[[ The data open ]]

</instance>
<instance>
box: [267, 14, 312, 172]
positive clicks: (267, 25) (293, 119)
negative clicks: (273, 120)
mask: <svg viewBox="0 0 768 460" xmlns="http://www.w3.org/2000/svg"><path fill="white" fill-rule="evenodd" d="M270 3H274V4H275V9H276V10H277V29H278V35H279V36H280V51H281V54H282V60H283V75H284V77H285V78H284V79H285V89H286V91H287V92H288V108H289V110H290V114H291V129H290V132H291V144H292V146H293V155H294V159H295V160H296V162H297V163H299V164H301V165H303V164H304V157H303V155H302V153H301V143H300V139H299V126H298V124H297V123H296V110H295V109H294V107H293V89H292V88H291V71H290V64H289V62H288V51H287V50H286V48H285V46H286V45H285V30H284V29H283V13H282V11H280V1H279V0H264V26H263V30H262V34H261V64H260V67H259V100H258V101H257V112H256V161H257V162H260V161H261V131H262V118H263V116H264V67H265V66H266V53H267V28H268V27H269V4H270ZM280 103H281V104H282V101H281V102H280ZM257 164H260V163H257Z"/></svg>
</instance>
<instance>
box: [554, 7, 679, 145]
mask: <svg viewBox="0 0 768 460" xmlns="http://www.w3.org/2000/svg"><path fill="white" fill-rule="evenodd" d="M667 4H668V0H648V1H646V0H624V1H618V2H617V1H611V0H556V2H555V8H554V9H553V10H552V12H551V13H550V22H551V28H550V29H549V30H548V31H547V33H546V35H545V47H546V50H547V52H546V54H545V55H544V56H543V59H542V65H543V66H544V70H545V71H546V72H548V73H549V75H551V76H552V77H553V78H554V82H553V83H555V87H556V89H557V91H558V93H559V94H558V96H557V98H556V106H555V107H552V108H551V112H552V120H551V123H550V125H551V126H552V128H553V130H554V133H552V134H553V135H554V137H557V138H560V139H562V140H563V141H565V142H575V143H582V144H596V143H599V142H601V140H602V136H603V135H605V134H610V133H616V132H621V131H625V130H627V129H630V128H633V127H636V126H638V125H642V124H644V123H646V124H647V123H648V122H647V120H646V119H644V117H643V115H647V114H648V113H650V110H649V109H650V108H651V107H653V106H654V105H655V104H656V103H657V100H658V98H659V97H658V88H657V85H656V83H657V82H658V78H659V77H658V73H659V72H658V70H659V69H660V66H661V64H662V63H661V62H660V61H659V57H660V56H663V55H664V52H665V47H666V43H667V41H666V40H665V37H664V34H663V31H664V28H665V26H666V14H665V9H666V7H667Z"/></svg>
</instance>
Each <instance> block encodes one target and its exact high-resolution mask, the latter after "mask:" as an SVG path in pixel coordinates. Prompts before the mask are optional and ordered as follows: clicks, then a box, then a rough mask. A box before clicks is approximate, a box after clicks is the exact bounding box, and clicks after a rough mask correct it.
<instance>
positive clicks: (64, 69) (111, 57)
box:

[[ The data closed ]]
[[ The data open ]]

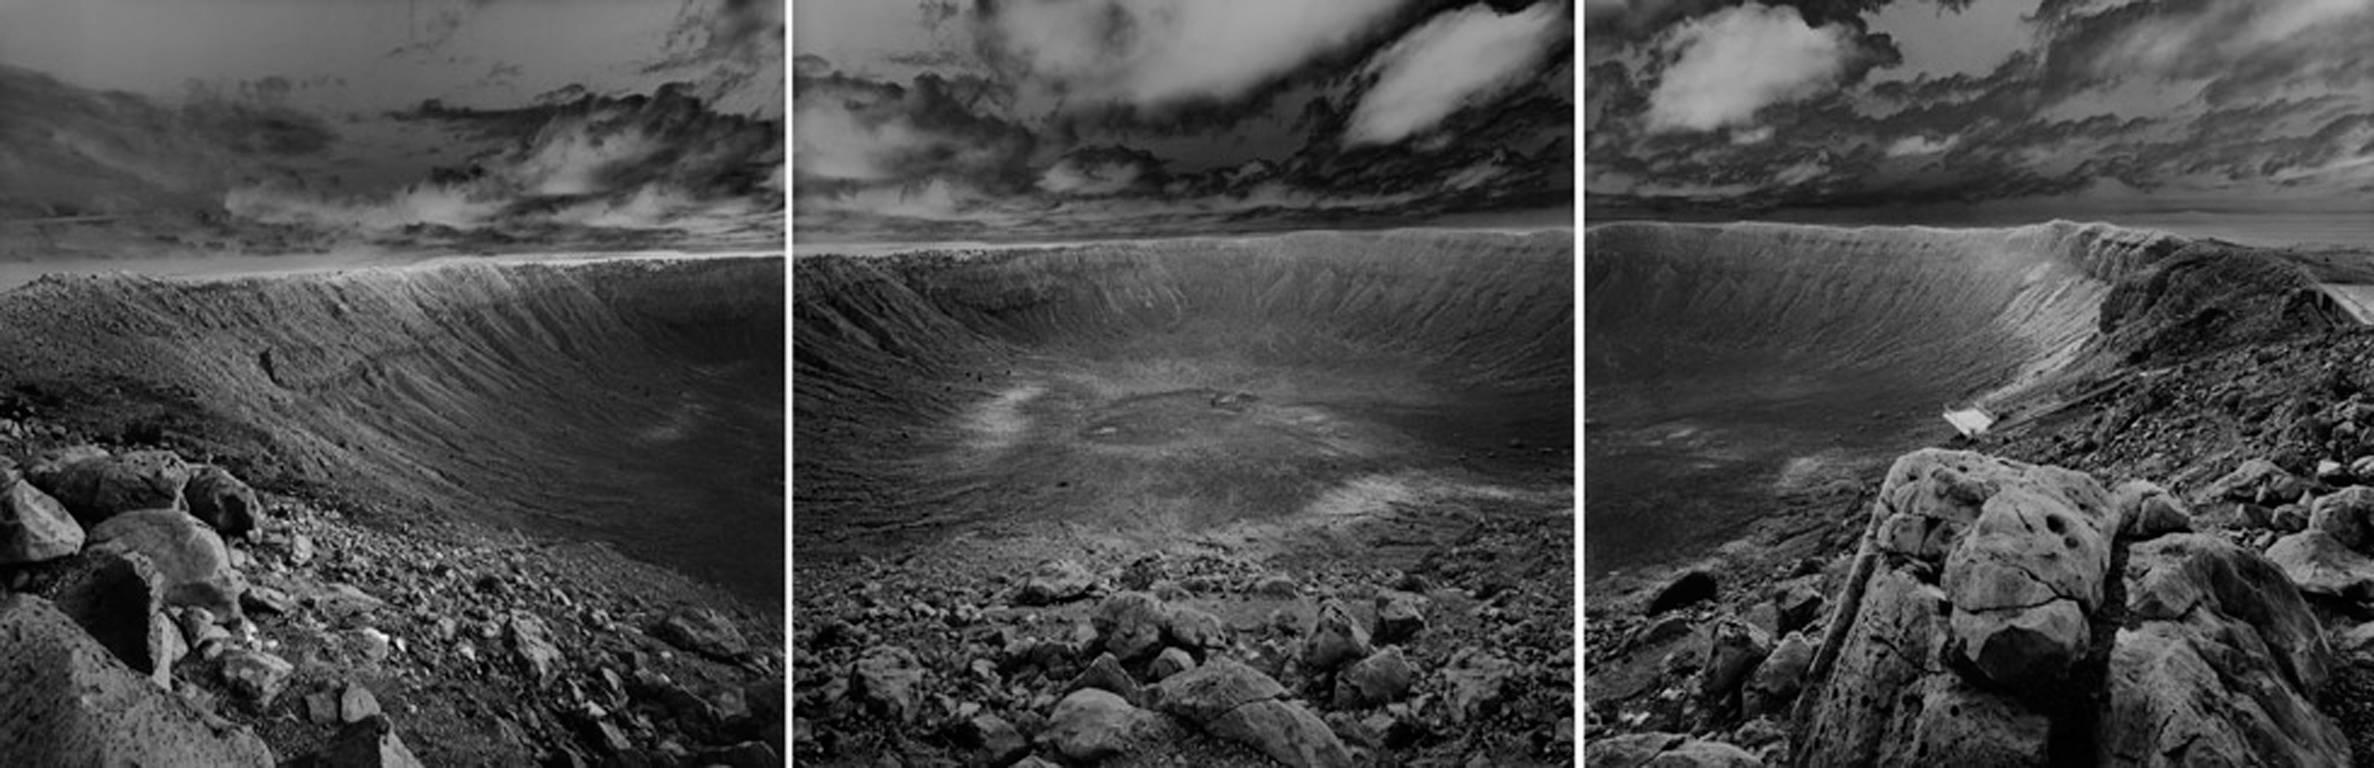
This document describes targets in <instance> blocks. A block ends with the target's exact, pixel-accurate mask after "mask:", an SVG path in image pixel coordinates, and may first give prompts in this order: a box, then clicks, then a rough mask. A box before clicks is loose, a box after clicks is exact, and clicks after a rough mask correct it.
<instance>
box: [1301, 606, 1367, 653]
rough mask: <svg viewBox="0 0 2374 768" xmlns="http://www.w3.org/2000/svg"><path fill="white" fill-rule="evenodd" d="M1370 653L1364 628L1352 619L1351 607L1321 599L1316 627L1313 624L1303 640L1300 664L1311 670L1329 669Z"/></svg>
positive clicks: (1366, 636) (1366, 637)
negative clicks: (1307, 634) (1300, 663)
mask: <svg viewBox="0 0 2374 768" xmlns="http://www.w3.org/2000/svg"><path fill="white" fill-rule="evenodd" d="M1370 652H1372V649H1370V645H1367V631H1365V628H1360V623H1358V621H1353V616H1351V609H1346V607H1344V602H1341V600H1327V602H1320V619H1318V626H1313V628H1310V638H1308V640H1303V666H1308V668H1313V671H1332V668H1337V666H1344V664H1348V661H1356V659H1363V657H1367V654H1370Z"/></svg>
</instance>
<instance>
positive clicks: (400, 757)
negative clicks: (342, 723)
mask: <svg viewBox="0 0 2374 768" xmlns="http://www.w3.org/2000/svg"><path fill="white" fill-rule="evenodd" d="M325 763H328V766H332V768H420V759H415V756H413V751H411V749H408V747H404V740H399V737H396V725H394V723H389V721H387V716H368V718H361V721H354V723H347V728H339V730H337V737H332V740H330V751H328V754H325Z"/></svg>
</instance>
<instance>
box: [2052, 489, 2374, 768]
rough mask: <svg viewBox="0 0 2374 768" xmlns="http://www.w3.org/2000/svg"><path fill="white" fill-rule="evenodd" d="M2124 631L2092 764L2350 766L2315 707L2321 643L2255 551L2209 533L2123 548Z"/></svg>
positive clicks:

[[ The data closed ]]
[[ The data open ]]

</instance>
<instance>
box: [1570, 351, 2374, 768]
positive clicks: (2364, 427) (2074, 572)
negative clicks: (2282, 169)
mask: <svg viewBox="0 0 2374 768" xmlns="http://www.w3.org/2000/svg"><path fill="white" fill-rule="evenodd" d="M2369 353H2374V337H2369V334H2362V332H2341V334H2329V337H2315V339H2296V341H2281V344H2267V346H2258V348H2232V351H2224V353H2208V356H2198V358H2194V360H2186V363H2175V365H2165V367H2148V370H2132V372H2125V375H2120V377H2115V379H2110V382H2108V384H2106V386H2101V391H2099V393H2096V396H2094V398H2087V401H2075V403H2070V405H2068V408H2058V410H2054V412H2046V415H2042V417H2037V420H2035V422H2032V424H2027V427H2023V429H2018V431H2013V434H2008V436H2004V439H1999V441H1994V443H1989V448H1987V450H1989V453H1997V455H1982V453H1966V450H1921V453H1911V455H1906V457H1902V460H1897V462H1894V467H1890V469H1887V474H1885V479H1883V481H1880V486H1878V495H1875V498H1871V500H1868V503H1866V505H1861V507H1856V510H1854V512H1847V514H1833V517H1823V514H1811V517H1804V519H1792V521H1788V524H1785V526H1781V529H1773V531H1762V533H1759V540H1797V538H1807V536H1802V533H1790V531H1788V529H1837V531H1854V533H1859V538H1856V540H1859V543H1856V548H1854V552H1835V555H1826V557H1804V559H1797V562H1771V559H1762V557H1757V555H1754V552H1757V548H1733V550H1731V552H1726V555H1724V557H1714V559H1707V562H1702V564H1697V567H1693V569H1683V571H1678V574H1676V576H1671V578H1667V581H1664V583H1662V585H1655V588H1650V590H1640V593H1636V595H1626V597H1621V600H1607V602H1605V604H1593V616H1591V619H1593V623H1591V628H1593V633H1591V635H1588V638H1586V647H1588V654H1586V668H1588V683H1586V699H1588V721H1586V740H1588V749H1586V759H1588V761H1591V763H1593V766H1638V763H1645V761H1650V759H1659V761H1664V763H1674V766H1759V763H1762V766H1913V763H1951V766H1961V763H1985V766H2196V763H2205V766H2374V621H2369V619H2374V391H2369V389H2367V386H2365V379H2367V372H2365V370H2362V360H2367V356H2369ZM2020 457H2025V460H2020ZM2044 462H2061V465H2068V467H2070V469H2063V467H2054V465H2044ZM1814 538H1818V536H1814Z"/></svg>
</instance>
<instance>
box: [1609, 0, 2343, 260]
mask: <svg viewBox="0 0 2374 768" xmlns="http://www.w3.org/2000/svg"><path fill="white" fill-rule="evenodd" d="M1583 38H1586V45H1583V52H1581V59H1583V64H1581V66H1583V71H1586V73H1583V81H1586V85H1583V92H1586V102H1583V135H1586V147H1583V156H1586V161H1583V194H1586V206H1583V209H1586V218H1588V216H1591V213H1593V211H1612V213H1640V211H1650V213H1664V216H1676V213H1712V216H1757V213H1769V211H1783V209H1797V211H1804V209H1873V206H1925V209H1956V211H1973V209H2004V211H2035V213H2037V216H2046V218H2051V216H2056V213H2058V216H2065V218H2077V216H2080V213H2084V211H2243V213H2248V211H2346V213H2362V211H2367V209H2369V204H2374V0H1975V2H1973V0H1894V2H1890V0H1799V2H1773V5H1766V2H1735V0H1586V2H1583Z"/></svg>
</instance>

[[ The data closed ]]

Copy out, in full, each line of the rows above that contains the string "negative".

negative clicks: (273, 120)
negative clicks: (1307, 634) (1300, 663)
negative clicks: (342, 723)
negative clicks: (2282, 169)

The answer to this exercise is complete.